Dear Dweebs,
I'm compiling a slender bibliography of science fiction texts - flicks or books, it don't matter which - that address questions of false memory, repressed memory, lost memory, [adjective of choice] memory, or epistemological angst in general. Any suggestions from those of you more au fait with the lit, I'd be most grateful to be receivin'. You'll get your reward in Galaxy 9. (I also perform private bagpipe recitals, where required.)
Yours beggily,
Lexicon.
25 comments:
I don't know if the following flicks "address (the) questions", but they certainly contain one or more subjects on your list as key themes:
The Matrix – epistemological angst in general
Dark City – false memory, lost memory
Total Recall – false memory, repressed memory
Cypher – false memory, repressed memory
Eternal Sunshine of the Spotless Mind – lost memory (I think it counts as sci-fi, since I'm not aware of a successful existing implementation of the technology described/portrayed)
The last three books in the 'Life in the West' Quartet by Brian Aldiss:
Forgotten Life - actually a straightforward English novel, which if I *ahem* recall correctly is about a man coming to terms with the life of his older brother through letters, etc. Contains lots of subplots about miscarriage, repressed emotion, repressed love, and (shudder!) boarding school, which is where the 'forgotten life' bit comes in.
Remembrance Day - interlinked stories about people who are involved in an IRA bomb blast.
Somewhere East of Life - the main character has his memories of three years of his life stolen and he spends the rest of the novel wandering a war-torn Eastern Europe searching for them.
(In some of his more classic SF stories, Aldiss returns to the idea of 'racial' memory - ie, Jungian archetypes, etc - fairly frequently. It's the basis of the time travelling that takes part in 'Cryptozoic' (also called 'An Age'), where the characters travel back to various periods in human history.)
Or:
Time Out Of Joint, Philip K. Dick - for most of the novel, the main character thinks he is living in 1950s America, but comes to realise he is actually from the 21st century and is having his memories of that time repressed(!) (I can't remember how they pull this off, but it's a good 'un - first read it in my Dad's old copies of 'Astounding Science Fiction').
The Status Civilisation - (Robert Sheckley) A guy wakes up on a prison ship with absolutely no memory of his past - along with about a million other people on the same ship. In the second chapter they get told by the guards that they were exceedingly violent criminals on planet Earth, and that now they have a chance to redeem themselves by starting a new life on a new planet. By the third chapter, they're all dumped on this planet full of violent criminals... and the fun begins.

* [Raw data]:
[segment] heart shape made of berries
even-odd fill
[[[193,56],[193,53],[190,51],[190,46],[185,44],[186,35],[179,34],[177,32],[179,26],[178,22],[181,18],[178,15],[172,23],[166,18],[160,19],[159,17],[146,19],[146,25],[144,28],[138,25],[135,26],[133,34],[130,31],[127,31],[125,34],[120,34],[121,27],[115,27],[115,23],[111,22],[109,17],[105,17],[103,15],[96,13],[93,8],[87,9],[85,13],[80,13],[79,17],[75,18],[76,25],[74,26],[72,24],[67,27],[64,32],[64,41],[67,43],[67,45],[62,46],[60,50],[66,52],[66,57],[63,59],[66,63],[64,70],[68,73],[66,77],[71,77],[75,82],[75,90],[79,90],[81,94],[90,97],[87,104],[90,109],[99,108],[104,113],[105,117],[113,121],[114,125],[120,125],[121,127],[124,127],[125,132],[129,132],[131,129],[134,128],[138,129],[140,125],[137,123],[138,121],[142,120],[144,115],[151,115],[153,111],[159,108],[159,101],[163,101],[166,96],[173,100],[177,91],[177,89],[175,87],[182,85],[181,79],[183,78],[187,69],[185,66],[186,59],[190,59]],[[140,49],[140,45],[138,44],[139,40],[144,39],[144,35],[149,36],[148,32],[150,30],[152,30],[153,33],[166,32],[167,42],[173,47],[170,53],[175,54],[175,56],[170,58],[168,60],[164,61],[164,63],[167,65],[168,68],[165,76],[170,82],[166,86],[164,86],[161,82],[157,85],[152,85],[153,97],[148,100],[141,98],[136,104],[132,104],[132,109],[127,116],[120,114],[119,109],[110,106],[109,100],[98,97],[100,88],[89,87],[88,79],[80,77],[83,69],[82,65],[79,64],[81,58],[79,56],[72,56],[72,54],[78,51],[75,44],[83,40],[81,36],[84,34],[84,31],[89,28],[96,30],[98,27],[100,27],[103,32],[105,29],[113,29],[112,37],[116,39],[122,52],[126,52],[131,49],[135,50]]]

* [What to work on]:
a – Copy the stretch of the science fiction memory post from "Somewhere East of" through "searching for them.".
b – Carry on writing the science fiction memory post, picking up after its last sentence.

* [Set of answers]:
a –
Somewhere East of Life - the main character has his memories of three years of his life stolen and he spends the rest of the novel wandering a war-torn Eastern Europe searching for them.

b –
At the end of the book, the hero has a battle with his own subconscious mind in order to retrieve repressed memories (or similar) of his life on planet earth. Or something. Good stuff, though!
Mindswap (Sheckley again) - In this one, a tourist travelling to Mars swaps minds with a Martian, who turns out to be an intergalactic criminal. He is told by the Martian authorities that he has to vacate the body within a day, and for the rest of the novel he mindswaps his way across the galaxy. He retains his memories of Earth, but apparently he gains some memories along the way - the hero knows how to operate the bodies which he 'inhabits'. He does eventually get back to earth - in a sense. Jolly good stuff!
Ballard probably deals with it in his novels (I haven't read many of them). The best short-story example I can think of is 'The Man on the 99th Floor', about a guy who is climbing the stairs in a high-rise, but for some reason can't go past the last stair on the 99th floor. apparently it has something to do with him being hypnotised in the weeks before. He confronts these memories by the end of the story - or something.
... there has to be more. I'll get back to you.
Yours,
Monsier Dweeb
I'm not much of a sci-fi buff, but bumps on the head and epistemological angst of the historical/temporal variety feature prominently in The Difference Engine by William Gibson and Bruce Sterling- which is worth reading just for the premise- an alternate universe in which Charles Babbage and Ada Lovelace invent the computer in the 1850s, through the eyes of characters from Disraeli's Sybil.
Nor am I a real sci fi fan, but I'm going to tentatively suggest some and you might decide whether they fit the sci-fi category or not)
K-Pax - depends on whether you actually believe Robert Porter/prot is an alien, or is he a schizophrenic?
Brave New World - my instinct is that a futuristic book on a dystopian society where drugs are used to erase memories counts.
1984 - again, memory control through erasing history. It would be interesting to wonder whether this would be counted as "sci-fi" - it doesn't really have many qualities of it, but some of Orwell's projections and fantasies for a futuristic dystopian society would probably have been scientifically advanced if you consider the time in which he wrote the book, but are outdated now.
Brain wave. Naked Lunch, but just about anything by William Burroughs.
Also, if your trajectory is memory and technology (especially memory/desire and technology), one of my favourite novels:
Angela Carter- The Infernal Desire Machines of Doctor Hoffman
(These brain waves are becoming very distracting!)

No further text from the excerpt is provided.